### RECORDS FOR THIS EXERCISE ###
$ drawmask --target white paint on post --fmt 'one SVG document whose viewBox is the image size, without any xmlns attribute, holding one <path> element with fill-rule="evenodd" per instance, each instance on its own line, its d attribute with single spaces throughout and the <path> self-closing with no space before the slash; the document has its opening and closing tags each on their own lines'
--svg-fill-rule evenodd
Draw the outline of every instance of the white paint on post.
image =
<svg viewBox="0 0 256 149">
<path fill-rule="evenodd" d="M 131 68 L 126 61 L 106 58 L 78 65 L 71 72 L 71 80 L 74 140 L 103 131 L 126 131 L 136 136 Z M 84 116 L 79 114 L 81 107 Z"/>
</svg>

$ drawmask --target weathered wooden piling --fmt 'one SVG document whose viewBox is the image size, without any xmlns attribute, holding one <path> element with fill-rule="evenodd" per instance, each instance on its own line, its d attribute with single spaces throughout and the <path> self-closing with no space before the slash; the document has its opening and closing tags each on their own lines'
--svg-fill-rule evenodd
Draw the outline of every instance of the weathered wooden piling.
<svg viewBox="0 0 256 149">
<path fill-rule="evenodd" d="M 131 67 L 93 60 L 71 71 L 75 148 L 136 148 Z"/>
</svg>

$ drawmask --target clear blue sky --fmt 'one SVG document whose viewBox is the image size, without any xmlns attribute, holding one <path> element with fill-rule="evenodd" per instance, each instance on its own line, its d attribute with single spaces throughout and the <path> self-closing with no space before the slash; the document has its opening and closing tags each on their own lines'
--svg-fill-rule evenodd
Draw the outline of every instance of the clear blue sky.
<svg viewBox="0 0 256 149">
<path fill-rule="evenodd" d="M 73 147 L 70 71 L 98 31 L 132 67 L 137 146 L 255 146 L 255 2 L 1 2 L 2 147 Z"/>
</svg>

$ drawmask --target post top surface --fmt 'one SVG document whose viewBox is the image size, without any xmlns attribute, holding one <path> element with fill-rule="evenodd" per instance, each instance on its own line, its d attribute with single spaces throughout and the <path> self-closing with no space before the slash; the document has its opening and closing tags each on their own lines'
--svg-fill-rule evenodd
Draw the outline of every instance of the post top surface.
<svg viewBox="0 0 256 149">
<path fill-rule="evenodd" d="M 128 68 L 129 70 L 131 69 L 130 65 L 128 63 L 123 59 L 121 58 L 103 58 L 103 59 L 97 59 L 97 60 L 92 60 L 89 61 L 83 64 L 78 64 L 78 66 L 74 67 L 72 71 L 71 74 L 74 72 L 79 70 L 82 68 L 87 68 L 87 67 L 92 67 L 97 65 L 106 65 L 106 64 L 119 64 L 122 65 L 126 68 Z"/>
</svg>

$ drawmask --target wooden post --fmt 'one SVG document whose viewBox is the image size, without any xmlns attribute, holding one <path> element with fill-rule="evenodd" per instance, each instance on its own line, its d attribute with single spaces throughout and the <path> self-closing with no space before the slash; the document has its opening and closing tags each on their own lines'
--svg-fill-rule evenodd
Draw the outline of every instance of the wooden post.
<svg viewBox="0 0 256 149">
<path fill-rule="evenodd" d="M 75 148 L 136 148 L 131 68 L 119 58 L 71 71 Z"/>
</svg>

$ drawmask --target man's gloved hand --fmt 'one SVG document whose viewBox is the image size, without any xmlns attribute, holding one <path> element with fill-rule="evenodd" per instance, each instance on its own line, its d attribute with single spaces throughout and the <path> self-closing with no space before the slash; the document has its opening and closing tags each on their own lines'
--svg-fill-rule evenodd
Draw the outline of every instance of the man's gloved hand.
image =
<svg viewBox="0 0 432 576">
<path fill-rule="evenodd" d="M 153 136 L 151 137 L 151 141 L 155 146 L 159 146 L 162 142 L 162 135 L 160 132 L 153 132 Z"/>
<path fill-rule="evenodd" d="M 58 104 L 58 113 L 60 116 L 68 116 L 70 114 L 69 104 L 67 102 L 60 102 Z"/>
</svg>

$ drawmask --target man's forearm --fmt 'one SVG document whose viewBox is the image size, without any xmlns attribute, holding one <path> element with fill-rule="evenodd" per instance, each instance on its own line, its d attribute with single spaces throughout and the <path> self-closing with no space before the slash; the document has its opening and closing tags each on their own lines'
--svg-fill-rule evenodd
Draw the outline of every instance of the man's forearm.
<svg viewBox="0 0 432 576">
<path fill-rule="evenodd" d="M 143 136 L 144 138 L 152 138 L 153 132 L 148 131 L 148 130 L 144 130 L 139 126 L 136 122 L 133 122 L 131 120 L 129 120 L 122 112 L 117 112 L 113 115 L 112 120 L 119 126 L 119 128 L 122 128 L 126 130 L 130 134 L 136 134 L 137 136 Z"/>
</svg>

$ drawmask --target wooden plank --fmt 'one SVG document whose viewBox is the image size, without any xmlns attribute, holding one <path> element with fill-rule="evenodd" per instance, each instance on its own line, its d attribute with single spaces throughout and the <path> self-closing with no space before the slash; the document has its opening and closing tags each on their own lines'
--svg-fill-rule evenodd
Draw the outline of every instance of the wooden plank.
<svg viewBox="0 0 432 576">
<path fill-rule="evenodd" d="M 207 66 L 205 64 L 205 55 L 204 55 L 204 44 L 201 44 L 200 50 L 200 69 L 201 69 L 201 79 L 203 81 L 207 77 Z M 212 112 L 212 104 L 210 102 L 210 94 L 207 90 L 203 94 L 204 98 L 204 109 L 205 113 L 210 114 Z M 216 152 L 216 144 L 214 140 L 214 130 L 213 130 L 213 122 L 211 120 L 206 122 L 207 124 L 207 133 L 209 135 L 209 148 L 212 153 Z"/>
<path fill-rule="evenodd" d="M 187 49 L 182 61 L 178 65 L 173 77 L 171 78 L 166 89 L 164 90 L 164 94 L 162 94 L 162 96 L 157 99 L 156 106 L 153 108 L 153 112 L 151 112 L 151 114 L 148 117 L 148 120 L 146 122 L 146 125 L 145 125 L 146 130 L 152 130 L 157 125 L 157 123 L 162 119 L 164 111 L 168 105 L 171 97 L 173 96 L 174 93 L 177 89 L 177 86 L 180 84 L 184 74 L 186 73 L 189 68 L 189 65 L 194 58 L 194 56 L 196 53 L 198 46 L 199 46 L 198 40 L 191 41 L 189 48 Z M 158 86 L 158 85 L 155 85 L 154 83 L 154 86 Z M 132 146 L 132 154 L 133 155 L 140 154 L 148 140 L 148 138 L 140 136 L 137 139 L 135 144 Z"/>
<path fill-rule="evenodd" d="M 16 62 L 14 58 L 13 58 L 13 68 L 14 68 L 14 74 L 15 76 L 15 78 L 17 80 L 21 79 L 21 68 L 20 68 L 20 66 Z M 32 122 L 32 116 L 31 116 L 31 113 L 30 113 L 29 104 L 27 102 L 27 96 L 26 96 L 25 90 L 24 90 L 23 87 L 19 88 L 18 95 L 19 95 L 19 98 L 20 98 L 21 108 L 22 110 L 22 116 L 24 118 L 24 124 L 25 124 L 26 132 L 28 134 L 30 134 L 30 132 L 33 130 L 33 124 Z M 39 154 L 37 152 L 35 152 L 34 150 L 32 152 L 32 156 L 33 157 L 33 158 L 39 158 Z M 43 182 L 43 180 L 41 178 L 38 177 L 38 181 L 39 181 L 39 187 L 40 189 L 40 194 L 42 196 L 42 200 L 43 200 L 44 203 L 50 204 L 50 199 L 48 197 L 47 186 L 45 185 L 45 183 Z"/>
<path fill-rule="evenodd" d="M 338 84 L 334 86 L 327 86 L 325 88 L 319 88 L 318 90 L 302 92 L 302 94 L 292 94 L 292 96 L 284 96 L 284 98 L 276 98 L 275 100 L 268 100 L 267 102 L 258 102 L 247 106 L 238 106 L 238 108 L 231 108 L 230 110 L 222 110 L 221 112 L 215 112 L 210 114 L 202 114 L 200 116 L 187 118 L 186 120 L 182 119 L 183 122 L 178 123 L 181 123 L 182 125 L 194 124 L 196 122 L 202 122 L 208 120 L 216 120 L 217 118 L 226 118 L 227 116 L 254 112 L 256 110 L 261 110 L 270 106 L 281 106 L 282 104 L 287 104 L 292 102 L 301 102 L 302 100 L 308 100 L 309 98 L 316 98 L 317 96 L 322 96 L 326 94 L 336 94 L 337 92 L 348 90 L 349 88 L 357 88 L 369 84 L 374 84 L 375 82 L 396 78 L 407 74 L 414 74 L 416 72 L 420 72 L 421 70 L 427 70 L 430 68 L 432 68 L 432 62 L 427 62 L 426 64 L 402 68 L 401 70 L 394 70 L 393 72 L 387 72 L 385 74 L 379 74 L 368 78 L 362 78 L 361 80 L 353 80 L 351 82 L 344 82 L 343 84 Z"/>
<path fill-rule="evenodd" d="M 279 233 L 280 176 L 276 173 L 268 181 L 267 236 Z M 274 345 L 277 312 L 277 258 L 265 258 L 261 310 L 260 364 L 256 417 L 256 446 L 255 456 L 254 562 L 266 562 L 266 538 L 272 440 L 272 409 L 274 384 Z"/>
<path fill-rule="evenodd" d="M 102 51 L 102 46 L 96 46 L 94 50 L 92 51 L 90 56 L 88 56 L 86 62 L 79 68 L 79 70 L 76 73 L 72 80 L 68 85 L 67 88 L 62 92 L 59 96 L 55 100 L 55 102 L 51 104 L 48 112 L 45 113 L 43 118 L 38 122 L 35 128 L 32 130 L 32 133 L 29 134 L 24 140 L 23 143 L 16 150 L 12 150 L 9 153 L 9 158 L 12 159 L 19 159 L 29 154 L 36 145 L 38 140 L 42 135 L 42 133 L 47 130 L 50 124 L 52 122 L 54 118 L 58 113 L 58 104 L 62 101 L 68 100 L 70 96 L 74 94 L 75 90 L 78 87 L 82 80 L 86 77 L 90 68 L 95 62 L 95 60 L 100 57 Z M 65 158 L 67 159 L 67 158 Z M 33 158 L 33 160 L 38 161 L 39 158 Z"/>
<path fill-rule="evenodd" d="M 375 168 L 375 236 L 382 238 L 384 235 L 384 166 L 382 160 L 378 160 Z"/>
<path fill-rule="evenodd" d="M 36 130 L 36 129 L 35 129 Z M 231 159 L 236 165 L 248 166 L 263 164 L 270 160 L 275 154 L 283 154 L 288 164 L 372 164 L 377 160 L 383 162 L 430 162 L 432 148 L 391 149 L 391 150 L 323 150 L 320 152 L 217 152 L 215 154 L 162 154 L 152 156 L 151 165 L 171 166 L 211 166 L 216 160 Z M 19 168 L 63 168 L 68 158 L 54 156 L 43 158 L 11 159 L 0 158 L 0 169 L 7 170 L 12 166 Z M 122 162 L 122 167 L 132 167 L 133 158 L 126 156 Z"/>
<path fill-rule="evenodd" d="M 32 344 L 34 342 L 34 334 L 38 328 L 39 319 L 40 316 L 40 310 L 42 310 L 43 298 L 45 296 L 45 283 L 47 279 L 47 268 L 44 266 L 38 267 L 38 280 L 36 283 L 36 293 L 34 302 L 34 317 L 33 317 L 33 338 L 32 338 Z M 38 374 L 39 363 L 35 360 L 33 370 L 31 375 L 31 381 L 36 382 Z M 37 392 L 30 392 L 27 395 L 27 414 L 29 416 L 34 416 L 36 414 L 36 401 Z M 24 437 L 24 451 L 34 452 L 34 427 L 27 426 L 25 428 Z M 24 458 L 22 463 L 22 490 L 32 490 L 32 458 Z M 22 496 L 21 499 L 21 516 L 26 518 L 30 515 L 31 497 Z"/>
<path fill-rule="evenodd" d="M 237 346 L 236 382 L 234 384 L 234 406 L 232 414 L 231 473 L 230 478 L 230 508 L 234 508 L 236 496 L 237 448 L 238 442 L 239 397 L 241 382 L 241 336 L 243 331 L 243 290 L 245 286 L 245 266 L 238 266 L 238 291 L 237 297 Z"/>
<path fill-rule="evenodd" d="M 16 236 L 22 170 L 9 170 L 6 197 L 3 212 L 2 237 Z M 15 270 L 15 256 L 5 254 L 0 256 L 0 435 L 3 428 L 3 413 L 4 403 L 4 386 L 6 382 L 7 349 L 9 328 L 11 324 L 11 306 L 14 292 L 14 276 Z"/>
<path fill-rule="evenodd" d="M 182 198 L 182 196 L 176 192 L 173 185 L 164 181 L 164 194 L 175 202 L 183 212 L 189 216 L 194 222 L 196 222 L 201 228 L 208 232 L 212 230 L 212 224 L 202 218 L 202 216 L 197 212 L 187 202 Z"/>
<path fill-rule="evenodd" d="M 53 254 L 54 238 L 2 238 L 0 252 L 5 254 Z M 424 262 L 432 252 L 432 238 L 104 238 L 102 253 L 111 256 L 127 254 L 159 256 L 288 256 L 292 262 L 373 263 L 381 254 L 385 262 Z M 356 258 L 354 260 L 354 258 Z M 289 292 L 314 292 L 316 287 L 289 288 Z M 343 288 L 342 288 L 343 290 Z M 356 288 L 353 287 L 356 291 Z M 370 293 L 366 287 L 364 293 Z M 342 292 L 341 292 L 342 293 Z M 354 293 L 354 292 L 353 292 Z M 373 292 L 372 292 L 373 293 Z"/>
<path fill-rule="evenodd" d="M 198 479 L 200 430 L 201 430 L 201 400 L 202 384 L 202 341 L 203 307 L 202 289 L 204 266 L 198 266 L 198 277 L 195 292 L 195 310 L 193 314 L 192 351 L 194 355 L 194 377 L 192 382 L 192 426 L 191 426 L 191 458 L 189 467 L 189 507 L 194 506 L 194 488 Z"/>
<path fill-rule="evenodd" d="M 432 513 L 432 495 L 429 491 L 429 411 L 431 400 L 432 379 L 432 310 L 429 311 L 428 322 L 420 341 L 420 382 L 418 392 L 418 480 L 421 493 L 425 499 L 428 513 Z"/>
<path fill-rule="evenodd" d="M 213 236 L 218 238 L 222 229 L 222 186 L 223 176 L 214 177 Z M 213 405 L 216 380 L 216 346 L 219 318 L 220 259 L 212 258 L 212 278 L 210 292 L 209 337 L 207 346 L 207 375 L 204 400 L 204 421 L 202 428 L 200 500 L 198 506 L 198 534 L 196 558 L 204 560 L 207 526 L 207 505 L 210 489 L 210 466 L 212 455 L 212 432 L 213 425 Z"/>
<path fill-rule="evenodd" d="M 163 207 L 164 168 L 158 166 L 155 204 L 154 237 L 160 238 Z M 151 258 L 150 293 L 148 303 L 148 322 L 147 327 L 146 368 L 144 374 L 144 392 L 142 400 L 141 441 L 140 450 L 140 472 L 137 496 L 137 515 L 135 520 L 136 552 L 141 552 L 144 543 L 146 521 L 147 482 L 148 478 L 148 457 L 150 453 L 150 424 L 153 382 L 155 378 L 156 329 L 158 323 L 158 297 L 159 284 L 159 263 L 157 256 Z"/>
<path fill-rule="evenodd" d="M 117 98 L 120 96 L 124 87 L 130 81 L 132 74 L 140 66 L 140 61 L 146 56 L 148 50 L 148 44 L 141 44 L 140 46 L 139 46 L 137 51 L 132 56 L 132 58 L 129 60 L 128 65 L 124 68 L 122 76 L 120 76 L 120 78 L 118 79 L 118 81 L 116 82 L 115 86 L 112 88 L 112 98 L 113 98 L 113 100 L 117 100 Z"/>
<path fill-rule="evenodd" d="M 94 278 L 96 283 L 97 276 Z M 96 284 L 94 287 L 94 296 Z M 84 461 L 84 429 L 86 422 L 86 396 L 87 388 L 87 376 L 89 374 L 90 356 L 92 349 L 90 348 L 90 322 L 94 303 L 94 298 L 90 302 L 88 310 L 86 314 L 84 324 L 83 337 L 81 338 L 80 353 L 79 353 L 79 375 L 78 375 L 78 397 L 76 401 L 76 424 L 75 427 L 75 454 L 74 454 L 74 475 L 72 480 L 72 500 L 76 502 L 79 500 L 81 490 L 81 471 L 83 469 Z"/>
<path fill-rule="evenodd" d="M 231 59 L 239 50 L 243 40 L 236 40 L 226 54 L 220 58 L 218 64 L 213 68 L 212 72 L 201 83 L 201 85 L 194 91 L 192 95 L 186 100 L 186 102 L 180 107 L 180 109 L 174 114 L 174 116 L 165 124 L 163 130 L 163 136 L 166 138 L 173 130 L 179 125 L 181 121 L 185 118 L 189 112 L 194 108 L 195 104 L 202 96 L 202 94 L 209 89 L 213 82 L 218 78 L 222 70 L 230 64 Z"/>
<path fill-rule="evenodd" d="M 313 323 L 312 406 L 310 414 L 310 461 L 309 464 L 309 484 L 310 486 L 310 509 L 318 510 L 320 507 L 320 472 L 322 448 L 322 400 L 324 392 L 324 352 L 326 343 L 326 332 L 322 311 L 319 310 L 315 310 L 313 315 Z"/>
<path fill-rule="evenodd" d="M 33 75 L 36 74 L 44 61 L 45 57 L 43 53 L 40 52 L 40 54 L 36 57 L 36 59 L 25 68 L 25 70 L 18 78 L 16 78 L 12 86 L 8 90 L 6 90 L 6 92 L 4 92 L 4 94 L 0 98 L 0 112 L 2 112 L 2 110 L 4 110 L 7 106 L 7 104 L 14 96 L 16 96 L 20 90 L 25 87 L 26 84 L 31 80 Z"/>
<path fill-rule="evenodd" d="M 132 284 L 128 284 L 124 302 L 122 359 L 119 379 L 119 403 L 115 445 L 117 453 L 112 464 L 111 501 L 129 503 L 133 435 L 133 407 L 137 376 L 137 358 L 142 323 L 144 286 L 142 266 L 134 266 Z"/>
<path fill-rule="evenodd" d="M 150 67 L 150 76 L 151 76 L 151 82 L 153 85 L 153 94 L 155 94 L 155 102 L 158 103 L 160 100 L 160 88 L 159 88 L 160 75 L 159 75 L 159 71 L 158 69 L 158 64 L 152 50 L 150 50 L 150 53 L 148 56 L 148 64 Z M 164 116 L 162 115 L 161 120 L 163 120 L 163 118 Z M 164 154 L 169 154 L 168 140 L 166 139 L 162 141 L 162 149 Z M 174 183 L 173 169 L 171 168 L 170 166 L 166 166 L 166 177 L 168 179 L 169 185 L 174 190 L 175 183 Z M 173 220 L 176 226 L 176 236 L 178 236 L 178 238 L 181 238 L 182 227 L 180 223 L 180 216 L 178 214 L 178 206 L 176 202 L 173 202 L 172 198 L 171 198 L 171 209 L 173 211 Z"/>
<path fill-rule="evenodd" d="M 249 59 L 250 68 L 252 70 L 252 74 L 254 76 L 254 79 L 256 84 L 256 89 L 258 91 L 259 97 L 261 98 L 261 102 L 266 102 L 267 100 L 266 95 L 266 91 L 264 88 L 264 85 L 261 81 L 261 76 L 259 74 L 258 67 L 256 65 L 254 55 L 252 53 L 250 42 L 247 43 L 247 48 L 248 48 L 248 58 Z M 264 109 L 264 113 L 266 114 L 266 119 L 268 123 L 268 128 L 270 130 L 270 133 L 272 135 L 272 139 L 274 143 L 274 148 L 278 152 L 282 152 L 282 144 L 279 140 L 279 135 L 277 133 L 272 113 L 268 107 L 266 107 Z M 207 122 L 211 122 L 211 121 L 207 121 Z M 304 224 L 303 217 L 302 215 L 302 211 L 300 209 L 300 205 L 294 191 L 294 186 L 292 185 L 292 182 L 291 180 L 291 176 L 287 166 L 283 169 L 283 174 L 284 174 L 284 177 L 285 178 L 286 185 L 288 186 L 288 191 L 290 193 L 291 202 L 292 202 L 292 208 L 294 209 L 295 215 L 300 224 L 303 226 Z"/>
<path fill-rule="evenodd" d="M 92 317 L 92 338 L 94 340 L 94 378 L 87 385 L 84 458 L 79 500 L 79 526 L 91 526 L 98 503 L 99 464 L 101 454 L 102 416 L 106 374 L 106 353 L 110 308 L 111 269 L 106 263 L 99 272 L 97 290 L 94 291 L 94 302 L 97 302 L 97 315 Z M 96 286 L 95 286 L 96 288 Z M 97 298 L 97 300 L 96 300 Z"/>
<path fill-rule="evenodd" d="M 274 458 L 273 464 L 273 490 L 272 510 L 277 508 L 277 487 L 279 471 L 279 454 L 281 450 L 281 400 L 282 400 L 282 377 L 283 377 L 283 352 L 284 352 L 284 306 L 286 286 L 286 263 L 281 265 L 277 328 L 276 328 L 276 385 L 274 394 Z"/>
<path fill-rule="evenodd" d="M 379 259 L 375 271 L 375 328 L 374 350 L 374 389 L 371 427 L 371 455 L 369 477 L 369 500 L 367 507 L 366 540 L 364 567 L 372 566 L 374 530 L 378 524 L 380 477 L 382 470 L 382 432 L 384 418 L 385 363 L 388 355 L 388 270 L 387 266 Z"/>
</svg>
###
Show each line of the records that contains the string "plank". Treat uppercase and lowercase as different when matching.

- [TASK RESPONSE]
$ drawmask --target wooden plank --fmt 'one SVG document whose viewBox is the image size, without any xmlns attribute, holding one <path> element with fill-rule="evenodd" per instance, each instance on its own line, its d attribute with single spaces throughout and the <path> self-closing with no space before the slash; the document has its opening and closing tags each on their own lines'
Draw the outline of every instance of the wooden plank.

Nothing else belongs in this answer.